■ **ASSIGNMENT**: Copy every one of the rows below, keeping each line precisely as it appears.

======== SOURCE MATERIAL

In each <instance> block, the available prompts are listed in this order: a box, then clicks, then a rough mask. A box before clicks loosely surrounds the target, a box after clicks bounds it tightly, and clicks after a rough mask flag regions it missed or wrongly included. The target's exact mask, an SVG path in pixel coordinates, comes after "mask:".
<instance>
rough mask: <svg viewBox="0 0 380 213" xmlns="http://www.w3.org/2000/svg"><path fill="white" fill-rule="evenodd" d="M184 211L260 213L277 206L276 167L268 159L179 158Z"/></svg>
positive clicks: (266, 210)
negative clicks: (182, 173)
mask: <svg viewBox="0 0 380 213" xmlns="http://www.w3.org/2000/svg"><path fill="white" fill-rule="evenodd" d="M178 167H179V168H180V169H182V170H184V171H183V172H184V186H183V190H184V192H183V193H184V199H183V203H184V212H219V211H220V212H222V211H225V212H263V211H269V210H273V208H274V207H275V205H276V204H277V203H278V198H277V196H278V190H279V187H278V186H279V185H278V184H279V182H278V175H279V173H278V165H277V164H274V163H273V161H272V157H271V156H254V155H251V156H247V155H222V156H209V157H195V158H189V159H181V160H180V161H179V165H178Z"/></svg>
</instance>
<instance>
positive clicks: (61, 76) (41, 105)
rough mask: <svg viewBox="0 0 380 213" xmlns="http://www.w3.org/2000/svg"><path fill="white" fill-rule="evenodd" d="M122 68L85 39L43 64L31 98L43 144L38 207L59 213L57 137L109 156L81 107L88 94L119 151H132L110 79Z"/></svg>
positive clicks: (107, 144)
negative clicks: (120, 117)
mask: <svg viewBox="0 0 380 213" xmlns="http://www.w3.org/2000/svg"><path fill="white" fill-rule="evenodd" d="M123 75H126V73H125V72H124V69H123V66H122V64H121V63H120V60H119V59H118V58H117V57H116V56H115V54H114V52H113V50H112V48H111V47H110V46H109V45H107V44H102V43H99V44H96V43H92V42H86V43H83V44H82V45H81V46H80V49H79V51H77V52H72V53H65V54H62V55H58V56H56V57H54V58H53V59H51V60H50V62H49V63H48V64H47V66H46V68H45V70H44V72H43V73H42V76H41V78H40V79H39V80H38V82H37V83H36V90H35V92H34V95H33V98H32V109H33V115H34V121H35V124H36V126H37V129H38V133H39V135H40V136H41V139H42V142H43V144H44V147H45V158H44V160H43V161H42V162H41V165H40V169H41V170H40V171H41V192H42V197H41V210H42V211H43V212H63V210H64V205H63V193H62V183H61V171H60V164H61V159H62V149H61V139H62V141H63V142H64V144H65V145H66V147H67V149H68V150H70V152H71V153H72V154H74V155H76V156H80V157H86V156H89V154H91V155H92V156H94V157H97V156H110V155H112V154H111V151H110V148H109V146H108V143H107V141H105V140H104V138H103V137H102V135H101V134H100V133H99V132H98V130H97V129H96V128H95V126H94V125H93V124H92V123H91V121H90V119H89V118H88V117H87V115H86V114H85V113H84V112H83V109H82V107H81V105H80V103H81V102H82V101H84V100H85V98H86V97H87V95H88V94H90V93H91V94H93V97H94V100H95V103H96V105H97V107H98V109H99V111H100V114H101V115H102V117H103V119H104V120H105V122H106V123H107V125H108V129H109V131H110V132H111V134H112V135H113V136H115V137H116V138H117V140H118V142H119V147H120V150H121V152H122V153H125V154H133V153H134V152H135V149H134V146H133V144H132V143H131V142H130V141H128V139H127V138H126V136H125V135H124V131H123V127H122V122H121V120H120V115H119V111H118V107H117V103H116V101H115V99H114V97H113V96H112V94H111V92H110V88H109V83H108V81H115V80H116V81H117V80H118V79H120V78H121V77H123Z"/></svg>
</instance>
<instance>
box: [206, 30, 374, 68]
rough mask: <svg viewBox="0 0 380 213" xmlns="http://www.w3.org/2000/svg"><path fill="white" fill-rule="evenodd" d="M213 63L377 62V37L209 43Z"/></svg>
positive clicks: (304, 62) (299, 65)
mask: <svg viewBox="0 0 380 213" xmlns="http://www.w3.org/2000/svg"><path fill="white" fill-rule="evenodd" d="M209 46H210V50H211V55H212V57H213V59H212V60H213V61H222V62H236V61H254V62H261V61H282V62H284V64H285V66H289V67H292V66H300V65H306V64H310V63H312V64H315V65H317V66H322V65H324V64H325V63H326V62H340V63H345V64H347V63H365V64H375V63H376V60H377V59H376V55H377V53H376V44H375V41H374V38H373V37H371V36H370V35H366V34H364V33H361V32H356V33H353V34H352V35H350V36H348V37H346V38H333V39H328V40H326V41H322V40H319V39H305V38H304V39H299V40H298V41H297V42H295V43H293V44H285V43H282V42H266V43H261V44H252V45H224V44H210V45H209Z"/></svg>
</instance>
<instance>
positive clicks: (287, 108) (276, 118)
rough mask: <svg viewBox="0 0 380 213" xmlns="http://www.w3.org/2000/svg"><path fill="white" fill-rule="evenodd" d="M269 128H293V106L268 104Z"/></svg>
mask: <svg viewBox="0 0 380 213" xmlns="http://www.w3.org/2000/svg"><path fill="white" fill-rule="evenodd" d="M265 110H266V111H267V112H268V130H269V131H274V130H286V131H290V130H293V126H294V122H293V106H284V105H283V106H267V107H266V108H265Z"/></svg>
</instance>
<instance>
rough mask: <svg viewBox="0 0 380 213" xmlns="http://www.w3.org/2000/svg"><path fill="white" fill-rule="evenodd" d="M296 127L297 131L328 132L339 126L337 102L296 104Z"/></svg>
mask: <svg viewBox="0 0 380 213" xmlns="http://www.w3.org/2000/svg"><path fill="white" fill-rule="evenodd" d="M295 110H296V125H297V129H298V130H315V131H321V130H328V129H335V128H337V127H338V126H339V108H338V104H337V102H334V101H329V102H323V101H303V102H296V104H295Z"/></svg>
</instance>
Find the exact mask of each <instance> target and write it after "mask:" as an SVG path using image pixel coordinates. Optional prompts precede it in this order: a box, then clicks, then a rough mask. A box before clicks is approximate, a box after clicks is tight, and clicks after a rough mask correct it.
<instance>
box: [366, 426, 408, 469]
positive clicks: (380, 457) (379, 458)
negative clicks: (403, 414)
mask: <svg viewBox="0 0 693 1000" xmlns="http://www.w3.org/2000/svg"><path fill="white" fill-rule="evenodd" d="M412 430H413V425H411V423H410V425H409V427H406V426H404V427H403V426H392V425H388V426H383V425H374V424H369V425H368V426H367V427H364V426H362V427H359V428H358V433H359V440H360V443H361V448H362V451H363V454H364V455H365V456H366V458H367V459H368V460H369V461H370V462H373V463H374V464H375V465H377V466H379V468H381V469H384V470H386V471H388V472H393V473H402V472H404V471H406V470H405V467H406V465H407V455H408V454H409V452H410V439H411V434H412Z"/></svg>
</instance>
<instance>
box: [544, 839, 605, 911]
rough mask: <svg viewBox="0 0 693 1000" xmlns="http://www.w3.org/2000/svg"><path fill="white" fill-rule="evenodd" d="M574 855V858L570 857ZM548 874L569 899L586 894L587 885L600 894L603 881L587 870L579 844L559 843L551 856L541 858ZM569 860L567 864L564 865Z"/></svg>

================

■ **ANSWER TO THE EXERCISE**:
In each <instance> block, the available prompts are listed in this order: a box, then clicks, then a rough mask. A box before clicks loosely surrounds the target, a box after clicks bounds it tightly, and clicks after a rough mask flag regions it missed or wrongly included. The target's exact mask, an SVG path in pixel coordinates, comes after "mask:".
<instance>
rough mask: <svg viewBox="0 0 380 213" xmlns="http://www.w3.org/2000/svg"><path fill="white" fill-rule="evenodd" d="M184 211L260 213L277 206L276 167L268 159L179 158Z"/></svg>
positive clicks: (266, 210)
negative clicks: (182, 173)
mask: <svg viewBox="0 0 380 213" xmlns="http://www.w3.org/2000/svg"><path fill="white" fill-rule="evenodd" d="M178 167H179V168H180V169H182V170H184V171H183V172H184V186H183V190H184V192H183V193H184V199H183V203H184V212H219V211H220V212H222V211H225V212H263V211H269V210H273V208H274V207H275V205H276V204H277V203H278V198H277V196H278V190H279V187H278V186H279V185H278V184H279V182H278V175H279V173H278V165H277V164H274V163H273V161H272V157H271V156H254V155H251V156H247V155H222V156H209V157H195V158H189V159H181V160H180V161H179V165H178Z"/></svg>
</instance>
<instance>
positive clicks: (61, 76) (41, 105)
rough mask: <svg viewBox="0 0 380 213" xmlns="http://www.w3.org/2000/svg"><path fill="white" fill-rule="evenodd" d="M122 68L85 39L43 64L31 98L43 144L38 207L59 213L57 137L109 156L81 107L88 94L119 151H132L110 79Z"/></svg>
positive clicks: (107, 144)
negative clicks: (120, 117)
mask: <svg viewBox="0 0 380 213" xmlns="http://www.w3.org/2000/svg"><path fill="white" fill-rule="evenodd" d="M123 75H126V73H125V72H124V69H123V66H122V64H121V63H120V60H119V59H118V58H117V57H116V56H115V54H114V52H113V50H112V48H111V47H110V46H109V45H107V44H102V43H99V44H96V43H92V42H86V43H83V44H82V45H81V46H80V49H79V51H77V52H72V53H65V54H62V55H58V56H56V57H54V58H53V59H51V60H50V62H49V63H48V64H47V66H46V68H45V70H44V72H43V73H42V76H41V78H40V79H39V80H38V82H37V83H36V90H35V92H34V95H33V98H32V109H33V115H34V121H35V124H36V126H37V129H38V133H39V135H40V136H41V139H42V142H43V144H44V147H45V158H44V160H43V161H42V162H41V165H40V169H41V170H40V171H41V192H42V197H41V210H42V211H43V212H63V210H64V205H63V193H62V183H61V171H60V164H61V159H62V149H61V139H62V141H63V142H64V144H65V145H66V147H67V149H68V150H70V152H71V153H72V154H74V155H76V156H80V157H86V156H89V154H91V155H92V156H94V157H97V156H110V155H112V154H111V151H110V148H109V146H108V143H107V141H105V140H104V138H103V137H102V135H101V134H100V133H99V132H98V130H97V129H96V128H95V126H94V125H93V124H92V123H91V121H90V119H89V118H88V117H87V115H86V114H85V113H84V112H83V109H82V107H81V105H80V103H81V102H82V101H84V100H85V98H86V97H87V95H88V94H90V93H91V94H93V97H94V100H95V103H96V105H97V107H98V109H99V111H100V114H101V115H102V117H103V119H104V120H105V122H106V123H107V125H108V129H109V131H110V132H111V134H112V135H113V136H115V137H116V138H117V140H118V142H119V147H120V150H121V152H122V153H125V154H133V153H134V152H135V149H134V146H133V144H132V143H131V142H130V141H128V139H127V138H126V136H125V135H124V131H123V127H122V122H121V120H120V115H119V111H118V107H117V103H116V101H115V99H114V97H113V96H112V94H111V92H110V88H109V83H108V81H115V80H116V81H117V80H118V79H120V78H121V77H123Z"/></svg>
</instance>
<instance>
box: [206, 30, 374, 68]
rough mask: <svg viewBox="0 0 380 213" xmlns="http://www.w3.org/2000/svg"><path fill="white" fill-rule="evenodd" d="M213 63L377 62V37L209 43Z"/></svg>
positive clicks: (304, 62) (299, 65)
mask: <svg viewBox="0 0 380 213" xmlns="http://www.w3.org/2000/svg"><path fill="white" fill-rule="evenodd" d="M209 46H210V50H211V55H212V57H213V59H212V60H213V61H222V62H236V61H254V62H261V61H282V62H284V64H285V66H289V67H292V66H300V65H306V64H310V63H312V64H315V65H317V66H322V65H324V64H325V63H326V62H340V63H345V64H347V63H365V64H375V63H376V60H377V59H376V55H377V53H376V44H375V41H374V38H373V37H371V36H370V35H366V34H364V33H361V32H356V33H353V34H352V35H350V36H348V37H346V38H333V39H328V40H326V41H322V40H319V39H305V38H304V39H299V40H298V41H297V42H295V43H293V44H285V43H282V42H266V43H261V44H252V45H224V44H210V45H209Z"/></svg>
</instance>
<instance>
positive clicks: (287, 108) (276, 118)
rough mask: <svg viewBox="0 0 380 213" xmlns="http://www.w3.org/2000/svg"><path fill="white" fill-rule="evenodd" d="M269 128H293V106L268 104Z"/></svg>
mask: <svg viewBox="0 0 380 213" xmlns="http://www.w3.org/2000/svg"><path fill="white" fill-rule="evenodd" d="M265 110H266V111H267V112H268V130H269V131H274V130H286V131H290V130H293V126H294V122H293V106H284V105H283V106H267V107H266V108H265Z"/></svg>
</instance>
<instance>
rough mask: <svg viewBox="0 0 380 213" xmlns="http://www.w3.org/2000/svg"><path fill="white" fill-rule="evenodd" d="M296 127L297 131L328 132L339 126L337 102L296 104Z"/></svg>
mask: <svg viewBox="0 0 380 213" xmlns="http://www.w3.org/2000/svg"><path fill="white" fill-rule="evenodd" d="M295 110H296V125H297V129H298V130H315V131H321V130H328V129H335V128H337V127H338V126H339V108H338V104H337V102H334V101H329V102H323V101H303V102H296V104H295Z"/></svg>
</instance>
Find the exact mask of each <instance> target and write it after "mask:" as an SVG path using image pixel coordinates. Optional prompts precede it in this order: a box, then clicks, then a rough mask. A box before clicks is approximate, a box after clicks is tight, and clicks after a rough mask correct it.
<instance>
box: [366, 426, 408, 469]
positive clicks: (380, 457) (379, 458)
negative clicks: (403, 414)
mask: <svg viewBox="0 0 693 1000" xmlns="http://www.w3.org/2000/svg"><path fill="white" fill-rule="evenodd" d="M412 430H413V425H411V423H410V425H409V427H406V426H404V427H403V426H392V425H388V426H383V425H374V424H369V425H368V426H367V427H364V426H362V427H359V428H358V433H359V440H360V443H361V448H362V451H363V454H364V455H365V456H366V458H367V459H368V460H369V461H370V462H373V463H374V464H375V465H377V466H379V468H381V469H384V470H386V471H388V472H393V473H402V472H404V471H406V470H405V467H406V465H407V455H408V454H409V452H410V439H411V434H412Z"/></svg>
</instance>
<instance>
box: [544, 839, 605, 911]
rough mask: <svg viewBox="0 0 693 1000" xmlns="http://www.w3.org/2000/svg"><path fill="white" fill-rule="evenodd" d="M574 855V858L570 857ZM548 874L569 899L586 894L587 885L600 894L603 881L587 870L579 844L559 843L551 856L541 858ZM569 860L567 864L564 865Z"/></svg>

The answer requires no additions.